İstek A:
Lütfen okunacak metinde "Yoksa yasamanın, yürütmenin, yargının" ile başlayıp "de geçerli değildir." ifadesine kadar süren bölümü hiç değiştirmeden çıktı olarak verin.
İstek B:
Okunacak metne göre aşağıdaki soruları yanıtlayın:
(i) Yazının tarihi nedir?
(ii) Polise verilmesi düşünülen yeni yetkiler arasında hangisi adıyla anılıyor?
(iii) Çağımızda kaç tür dikta olduğu belirtiliyor?
İstek C:
Okunacak metinde "Örneğin yasamanın tasarruflarının" diye başlayan paragrafı, ana bilgilerini koruyarak madde listesi biçiminde yeniden yazın.

Okunacak Metin:

——————

‘Mış Gibi’ Ülkesinde Polisin Yetkileri

12 Ekim 2013 Cumartesi


Dikta yönetimleri pişkindir; baskıları özgürlük
diye sunarlar göz göre göre.
Yine öyle oldu, polise yeni yetkiler
verilmesi, yeni suçlar ve baskılar oluşturulmasının
yolunu açacak olan girişimler de
demokrasi paketini güçlendirecek öneriler
olarak sunuldu.
Bu çerçeve içinde polise verilmesi düşünülen
yeni yetkiler arasında önleyici gözaltı
da var.
Tüm demokrat çevreler haklı olarak bu
yeni girişime karşı çıkıyor.
Gerçekten de, polise önleyici gözaltı
yetkisi verilmesi, temel hak ve özgürlükler
açısından büyük sakıncalar içeriyor.
Ancak burada bir noktayı iyice belirginleştirmek
durumundayız.
Bu itirazlar, demokrasinin tüm kural ve
kurumlarının yerli yerine oturmuş olmadığı
hallerde bir anlam taşımayacaktır.
Demokrasi karmaşık bir dengeler ve
denetimler mekanizması üzerine oturur.
Kurumların birinin tek başına, ıssız çöl ortasına
dikilmiş garip bir şemsiye gibi beklenen
gölgeyi vermesi mümkün değildir.
Örneğin yasamanın tasarruflarının anayasal
denetimi ancak bağımsız yargının varlığı,
anayasal denetim kurumunun hareket
yeteneğinin bulunması, bağımsız kararlar
alabilecek yapıda olması halinde bir anlam
ifade eder.
Yoksa yasamanın, yürütmenin, yargının
tümünün denetimi despotun elinde olursa,
anayasal denetimin de hiçbir anlamı kalmaz.
***
Çağımızda iki tür dikta vardır.
Bunlardan birincisinde, demokratik kurumların
hiçbiri resmen de yoktur. Orada ne
yasama kendi işlevini özgürce yerine getirebilir
ne de anayasal denetim söz konusudur.
Tabii güçler ayrılığı ilkesi de geçerli değildir.

——————

Kayıtlı Veriler:
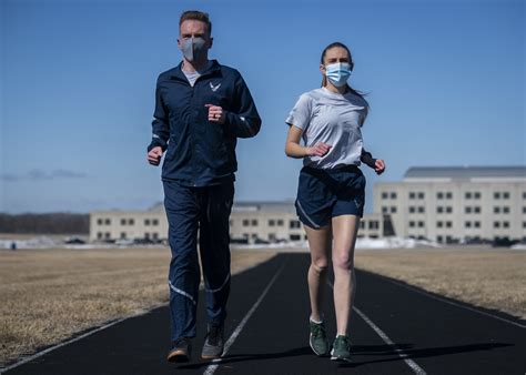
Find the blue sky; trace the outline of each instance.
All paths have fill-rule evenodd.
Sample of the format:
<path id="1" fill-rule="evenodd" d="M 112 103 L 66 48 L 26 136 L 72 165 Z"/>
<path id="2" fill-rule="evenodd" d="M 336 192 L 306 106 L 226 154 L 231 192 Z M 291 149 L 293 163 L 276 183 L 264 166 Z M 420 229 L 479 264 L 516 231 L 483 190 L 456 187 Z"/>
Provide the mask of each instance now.
<path id="1" fill-rule="evenodd" d="M 210 13 L 210 57 L 241 71 L 263 125 L 237 145 L 237 200 L 293 199 L 284 119 L 346 43 L 368 93 L 380 181 L 415 165 L 524 165 L 524 1 L 0 0 L 0 212 L 145 209 L 158 74 L 181 60 L 179 16 Z"/>

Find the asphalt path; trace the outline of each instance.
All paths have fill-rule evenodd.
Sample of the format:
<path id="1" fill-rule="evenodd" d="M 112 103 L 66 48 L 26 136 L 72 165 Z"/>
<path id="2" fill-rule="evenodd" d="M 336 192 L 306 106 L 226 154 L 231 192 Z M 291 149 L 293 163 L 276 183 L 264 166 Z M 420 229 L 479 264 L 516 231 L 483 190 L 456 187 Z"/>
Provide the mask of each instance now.
<path id="1" fill-rule="evenodd" d="M 192 361 L 165 361 L 169 308 L 123 320 L 8 366 L 2 374 L 520 374 L 526 322 L 356 271 L 352 363 L 308 347 L 308 254 L 280 254 L 232 278 L 225 354 L 200 359 L 204 295 Z M 330 276 L 332 280 L 332 276 Z M 335 335 L 332 283 L 325 316 Z"/>

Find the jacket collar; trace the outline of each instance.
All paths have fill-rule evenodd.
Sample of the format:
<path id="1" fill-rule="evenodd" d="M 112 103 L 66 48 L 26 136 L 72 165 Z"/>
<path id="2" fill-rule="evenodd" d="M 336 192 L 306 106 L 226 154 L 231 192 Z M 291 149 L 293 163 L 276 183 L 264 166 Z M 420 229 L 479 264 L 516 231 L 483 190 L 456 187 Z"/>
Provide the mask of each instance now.
<path id="1" fill-rule="evenodd" d="M 212 64 L 209 67 L 209 69 L 206 69 L 204 72 L 201 73 L 201 77 L 212 75 L 215 72 L 221 70 L 221 64 L 218 62 L 218 60 L 211 60 L 211 61 L 212 61 Z M 170 79 L 186 81 L 186 77 L 183 73 L 182 67 L 183 67 L 183 62 L 181 61 L 179 65 L 175 67 L 174 71 L 170 75 Z"/>

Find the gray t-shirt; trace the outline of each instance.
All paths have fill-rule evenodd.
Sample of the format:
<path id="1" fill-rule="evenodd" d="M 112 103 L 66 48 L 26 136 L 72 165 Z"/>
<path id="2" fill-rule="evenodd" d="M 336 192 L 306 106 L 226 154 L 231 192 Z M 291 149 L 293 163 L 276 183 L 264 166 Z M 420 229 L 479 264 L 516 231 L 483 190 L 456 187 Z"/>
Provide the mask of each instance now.
<path id="1" fill-rule="evenodd" d="M 360 165 L 361 128 L 367 109 L 367 102 L 352 92 L 340 94 L 321 88 L 303 93 L 285 122 L 303 130 L 306 146 L 320 142 L 332 145 L 323 156 L 305 156 L 303 164 L 321 169 Z"/>

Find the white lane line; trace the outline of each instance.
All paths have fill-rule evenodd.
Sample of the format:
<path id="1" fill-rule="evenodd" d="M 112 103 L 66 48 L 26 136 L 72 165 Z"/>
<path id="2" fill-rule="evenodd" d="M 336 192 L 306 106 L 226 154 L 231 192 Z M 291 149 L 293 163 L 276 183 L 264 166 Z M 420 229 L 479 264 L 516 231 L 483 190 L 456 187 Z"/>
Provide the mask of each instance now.
<path id="1" fill-rule="evenodd" d="M 138 316 L 144 315 L 144 314 L 148 314 L 149 312 L 150 312 L 150 311 L 146 311 L 146 312 L 144 312 L 144 313 L 142 313 L 142 314 L 139 314 L 139 315 L 133 315 L 133 316 L 123 317 L 123 318 L 121 318 L 121 320 L 111 322 L 111 323 L 105 324 L 105 325 L 103 325 L 103 326 L 101 326 L 101 327 L 99 327 L 99 328 L 95 328 L 95 330 L 93 330 L 93 331 L 87 332 L 87 333 L 84 333 L 83 335 L 80 335 L 80 336 L 78 336 L 78 337 L 68 339 L 67 342 L 63 342 L 63 343 L 61 343 L 61 344 L 58 344 L 58 345 L 48 347 L 45 351 L 42 351 L 42 352 L 39 352 L 39 353 L 34 354 L 34 355 L 31 355 L 31 356 L 29 356 L 29 357 L 26 357 L 26 358 L 23 358 L 23 359 L 17 362 L 17 363 L 14 363 L 14 364 L 12 364 L 11 366 L 1 367 L 1 368 L 0 368 L 0 374 L 6 373 L 7 371 L 13 369 L 14 367 L 21 366 L 21 365 L 23 365 L 24 363 L 28 363 L 28 362 L 31 362 L 31 361 L 33 361 L 33 359 L 37 359 L 37 358 L 39 358 L 39 357 L 41 357 L 41 356 L 48 354 L 49 352 L 55 351 L 55 349 L 58 349 L 58 348 L 60 348 L 60 347 L 62 347 L 62 346 L 72 344 L 72 343 L 78 342 L 78 341 L 80 341 L 80 339 L 82 339 L 82 338 L 85 338 L 85 337 L 88 337 L 88 336 L 91 336 L 92 334 L 95 334 L 95 333 L 98 333 L 98 332 L 100 332 L 100 331 L 103 331 L 103 330 L 105 330 L 105 328 L 109 328 L 109 327 L 111 327 L 112 325 L 122 323 L 122 322 L 124 322 L 125 320 L 129 320 L 129 318 L 131 318 L 131 317 L 138 317 Z"/>
<path id="2" fill-rule="evenodd" d="M 332 290 L 334 290 L 334 286 L 331 282 L 327 282 L 328 286 L 331 286 Z M 382 330 L 380 330 L 380 327 L 373 323 L 373 321 L 371 321 L 367 315 L 365 315 L 364 313 L 362 313 L 356 306 L 353 306 L 353 310 L 360 315 L 360 317 L 362 317 L 365 323 L 368 324 L 368 326 L 371 328 L 373 328 L 374 332 L 376 332 L 376 334 L 384 341 L 384 343 L 386 343 L 387 345 L 390 345 L 394 352 L 396 352 L 396 354 L 402 358 L 404 359 L 404 362 L 407 364 L 407 366 L 409 366 L 411 369 L 414 371 L 415 374 L 418 374 L 418 375 L 426 375 L 426 372 L 416 364 L 416 362 L 414 362 L 413 359 L 408 358 L 407 354 L 404 353 L 404 351 L 402 348 L 399 348 L 386 334 L 385 332 L 383 332 Z"/>
<path id="3" fill-rule="evenodd" d="M 254 305 L 251 307 L 251 310 L 249 310 L 249 312 L 246 313 L 246 315 L 243 317 L 243 320 L 241 321 L 241 323 L 235 327 L 234 332 L 232 333 L 232 335 L 229 337 L 229 339 L 226 341 L 226 343 L 224 344 L 224 351 L 223 351 L 223 355 L 225 355 L 226 353 L 229 353 L 229 349 L 230 347 L 232 346 L 232 344 L 234 343 L 234 341 L 237 338 L 237 336 L 240 335 L 241 331 L 243 330 L 243 327 L 245 326 L 246 322 L 249 322 L 250 317 L 252 316 L 252 314 L 255 312 L 255 310 L 257 308 L 257 306 L 261 304 L 261 302 L 263 301 L 263 298 L 265 297 L 266 293 L 269 293 L 269 290 L 271 288 L 272 284 L 274 284 L 274 282 L 276 281 L 277 276 L 282 273 L 283 268 L 285 267 L 285 264 L 286 264 L 286 261 L 283 262 L 282 266 L 280 267 L 280 270 L 277 270 L 277 272 L 274 274 L 274 276 L 271 278 L 271 281 L 269 282 L 269 284 L 266 285 L 265 290 L 263 291 L 263 293 L 261 293 L 260 297 L 257 298 L 257 301 L 254 303 Z M 218 367 L 221 365 L 221 358 L 218 358 L 218 359 L 213 359 L 212 363 L 206 367 L 206 369 L 204 371 L 203 374 L 205 375 L 211 375 L 213 374 Z"/>
<path id="4" fill-rule="evenodd" d="M 441 302 L 445 302 L 445 303 L 448 303 L 449 305 L 453 305 L 453 306 L 457 306 L 457 307 L 462 307 L 462 308 L 465 308 L 465 310 L 469 310 L 472 312 L 475 312 L 475 313 L 478 313 L 478 314 L 482 314 L 482 315 L 486 315 L 486 316 L 489 316 L 489 317 L 494 317 L 496 320 L 499 320 L 499 321 L 503 321 L 503 322 L 506 322 L 506 323 L 509 323 L 509 324 L 513 324 L 517 327 L 520 327 L 520 328 L 526 328 L 526 325 L 524 324 L 520 324 L 520 323 L 517 323 L 517 322 L 514 322 L 514 321 L 509 321 L 505 317 L 500 317 L 498 315 L 494 315 L 494 314 L 489 314 L 489 313 L 486 313 L 486 312 L 483 312 L 483 311 L 479 311 L 477 308 L 473 308 L 473 307 L 469 307 L 469 306 L 464 306 L 459 303 L 455 303 L 453 301 L 448 301 L 446 298 L 442 298 L 439 296 L 436 296 L 436 295 L 433 295 L 428 292 L 425 292 L 425 291 L 421 291 L 418 290 L 417 287 L 414 287 L 412 285 L 407 285 L 407 284 L 404 284 L 404 283 L 401 283 L 401 282 L 397 282 L 397 281 L 394 281 L 394 280 L 391 280 L 388 277 L 385 277 L 383 275 L 378 275 L 378 274 L 375 274 L 375 276 L 380 276 L 382 277 L 384 281 L 388 282 L 388 283 L 392 283 L 392 284 L 395 284 L 395 285 L 398 285 L 398 286 L 402 286 L 402 287 L 405 287 L 406 290 L 409 290 L 409 291 L 413 291 L 413 292 L 416 292 L 416 293 L 419 293 L 419 294 L 423 294 L 423 295 L 426 295 L 428 297 L 432 297 L 434 300 L 437 300 L 437 301 L 441 301 Z"/>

——————

Yazılı Çözüm A:
Yoksa yasamanın, yürütmenin, yargının
tümünün denetimi despotun elinde olursa,
anayasal denetimin de hiçbir anlamı kalmaz.
***
Çağımızda iki tür dikta vardır.
Bunlardan birincisinde, demokratik kurumların
hiçbiri resmen de yoktur. Orada ne
yasama kendi işlevini özgürce yerine getirebilir
ne de anayasal denetim söz konusudur.
Tabii güçler ayrılığı ilkesi de geçerli değildir.

Yazılı Çözüm B:
(i) 12 Ekim 2013 Cumartesi
(ii) Önleyici gözaltı
(iii) İki

Yazılı Çözüm C:
Yasamanın tasarruflarının anayasal denetimi ancak şu koşullarda anlam ifade eder:
- Bağımsız yargı vardır.
- Anayasal denetim kurumunun hareket yeteneği bulunur.
- Bu kurum bağımsız kararlar alabilecek yapıdadır.